[START OF Records provided]

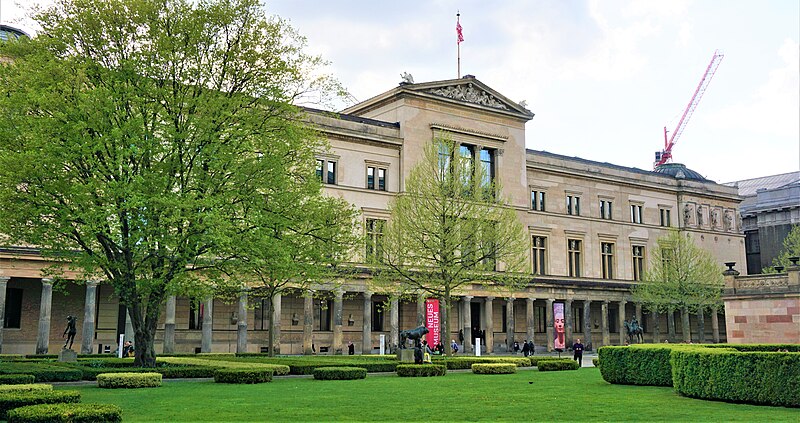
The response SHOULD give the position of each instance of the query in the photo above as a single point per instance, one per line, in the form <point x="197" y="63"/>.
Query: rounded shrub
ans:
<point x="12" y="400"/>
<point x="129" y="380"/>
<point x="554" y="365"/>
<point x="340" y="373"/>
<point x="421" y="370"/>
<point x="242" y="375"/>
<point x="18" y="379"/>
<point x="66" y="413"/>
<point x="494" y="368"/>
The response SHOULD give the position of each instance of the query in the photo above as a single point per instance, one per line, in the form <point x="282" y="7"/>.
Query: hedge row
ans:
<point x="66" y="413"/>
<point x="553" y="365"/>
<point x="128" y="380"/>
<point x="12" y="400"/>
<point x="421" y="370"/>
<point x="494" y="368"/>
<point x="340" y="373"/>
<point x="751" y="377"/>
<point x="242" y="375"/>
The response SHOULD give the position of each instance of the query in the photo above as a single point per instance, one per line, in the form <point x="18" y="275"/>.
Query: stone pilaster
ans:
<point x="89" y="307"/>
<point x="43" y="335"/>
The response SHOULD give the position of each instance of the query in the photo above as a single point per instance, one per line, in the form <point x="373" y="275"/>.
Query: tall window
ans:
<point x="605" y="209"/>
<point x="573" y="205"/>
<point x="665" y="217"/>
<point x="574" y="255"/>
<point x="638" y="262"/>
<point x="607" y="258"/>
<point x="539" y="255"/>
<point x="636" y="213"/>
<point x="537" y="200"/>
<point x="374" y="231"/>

[END OF Records provided]

# Your goal
Set the data above down again exactly as given, with no pictures.

# Response to the task
The response SHOULD give the position of each instance of the query in the photo above as a single point per instance, one per line, in the form <point x="197" y="63"/>.
Query: rounded shrub
ans:
<point x="12" y="400"/>
<point x="129" y="380"/>
<point x="554" y="365"/>
<point x="340" y="373"/>
<point x="421" y="370"/>
<point x="242" y="375"/>
<point x="18" y="379"/>
<point x="66" y="413"/>
<point x="494" y="368"/>
The response SHOULD give the position of each instance of the query in the photo above as a single point per instance, one per line, in the form <point x="282" y="7"/>.
Query: hedge row
ans:
<point x="66" y="413"/>
<point x="553" y="365"/>
<point x="128" y="380"/>
<point x="12" y="400"/>
<point x="421" y="370"/>
<point x="494" y="368"/>
<point x="340" y="373"/>
<point x="751" y="377"/>
<point x="242" y="375"/>
The response SHOULD give the position of each instance of the query in the photo above as a single point per instance, one per line, in the form <point x="18" y="275"/>.
Query: stone pilaster
ans:
<point x="89" y="307"/>
<point x="43" y="335"/>
The response SHOULD give the position of each instance of the query in the photo above as a single point per instance, one per line, in the form <point x="373" y="275"/>.
Query: tall window
ans:
<point x="605" y="209"/>
<point x="573" y="205"/>
<point x="665" y="217"/>
<point x="574" y="255"/>
<point x="638" y="262"/>
<point x="607" y="258"/>
<point x="539" y="255"/>
<point x="636" y="213"/>
<point x="537" y="200"/>
<point x="374" y="231"/>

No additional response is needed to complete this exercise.